**Page extract:**
Start of Block

The Get Data Out Programme > Introduction
Understanding the ‘Get Data Out’ data
This page is a guide to help you understand more about the data from Get Data Out.
- How are patients grouped?
- What statistics do you release?
- How do I get more technical detail about this data?
- How should I use the data?
If you have any questions, please get in touch with us here. Please mention ‘Get Data Out’ in your email.
How are patients grouped?
The Get Data Out programme publishes data about small groups of patients. Patients with a particular type of tumour are divided into many small groups by certain characteristics, such as their year of diagnosis, more specific classification of their tumour, patient age or patient sex. Patients with different types of tumours are divided into groups differently because different tumours affect patients in different ways.
Each small group contains approximately 100 patients with the same characteristics. Statistics about each group are routinely calculated and released. Because patients have been grouped together in this way, the anonymisation standard has been ‘designed in’, and we are able to release this data safely without any risks to patient confidentiality. All data is anonymous.

End of Block

**Dataset excerpts:**
Start of Block

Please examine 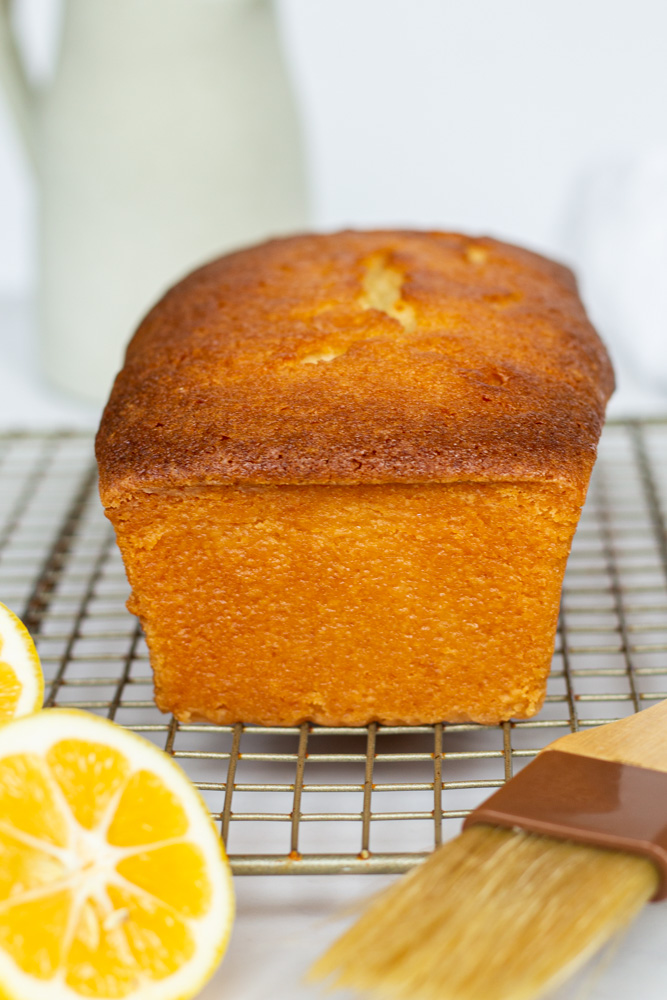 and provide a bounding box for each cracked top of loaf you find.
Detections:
[97,231,613,505]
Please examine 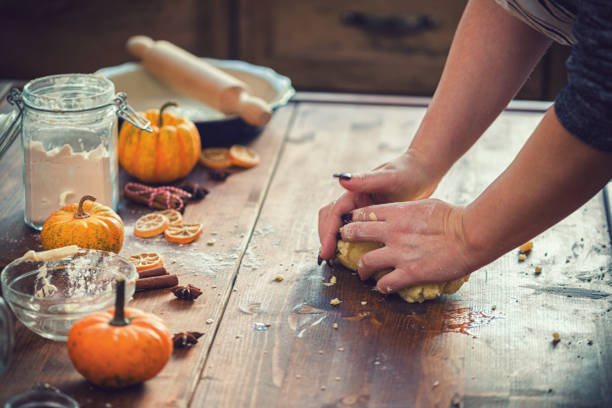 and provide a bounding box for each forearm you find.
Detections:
[409,0,550,178]
[463,108,612,268]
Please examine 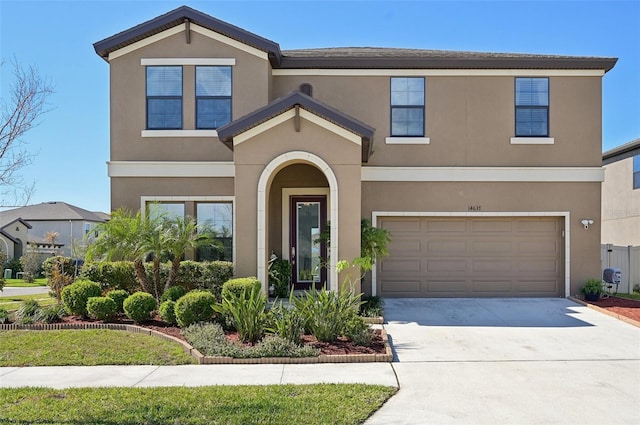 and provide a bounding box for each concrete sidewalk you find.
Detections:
[0,363,398,389]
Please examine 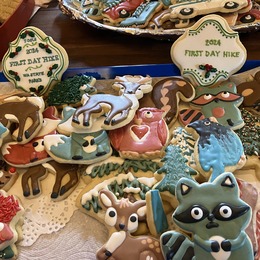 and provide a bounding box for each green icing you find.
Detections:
[82,179,151,213]
[0,246,14,259]
[89,160,159,178]
[47,75,95,106]
[235,108,260,156]
[155,145,197,195]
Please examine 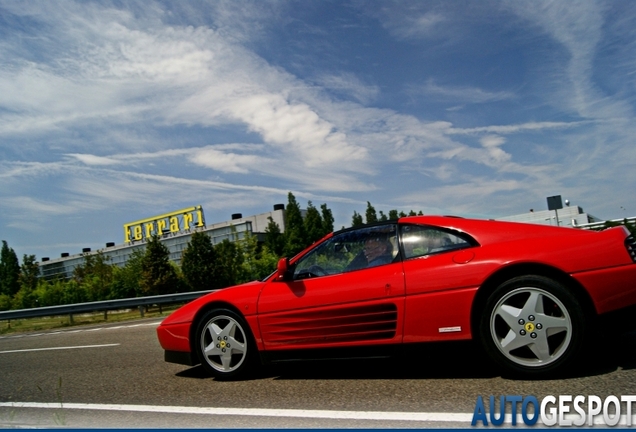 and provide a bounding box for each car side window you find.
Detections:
[401,225,472,259]
[294,224,398,280]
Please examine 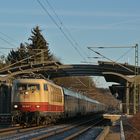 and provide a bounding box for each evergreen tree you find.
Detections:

End of Block

**Your goal:** Write out the entire guide to the Get Data Out data word for word. The lines have nothing to do with the guide to the Get Data Out data.

**Task result:**
The Get Data Out Programme > Introduction
Understanding the ‘Get Data Out’ data
This page is a guide to help you understand more about the data from Get Data Out.
- How are patients grouped?
- What statistics do you release?
- How do I get more technical detail about this data?
- How should I use the data?
If you have any questions, please get in touch with us here. Please mention ‘Get Data Out’ in your email.
How are patients grouped?
The Get Data Out programme publishes data about small groups of patients. Patients with a particular type of tumour are divided into many small groups by certain characteristics, such as their year of diagnosis, more specific classification of their tumour, patient age or patient sex. Patients with different types of tumours are divided into groups differently because different tumours affect patients in different ways.
Each small group contains approximately 100 patients with the same characteristics. Statistics about each group are routinely calculated and released. Because patients have been grouped together in this way, the anonymisation standard has been ‘designed in’, and we are able to release this data safely without any risks to patient confidentiality. All data is anonymous.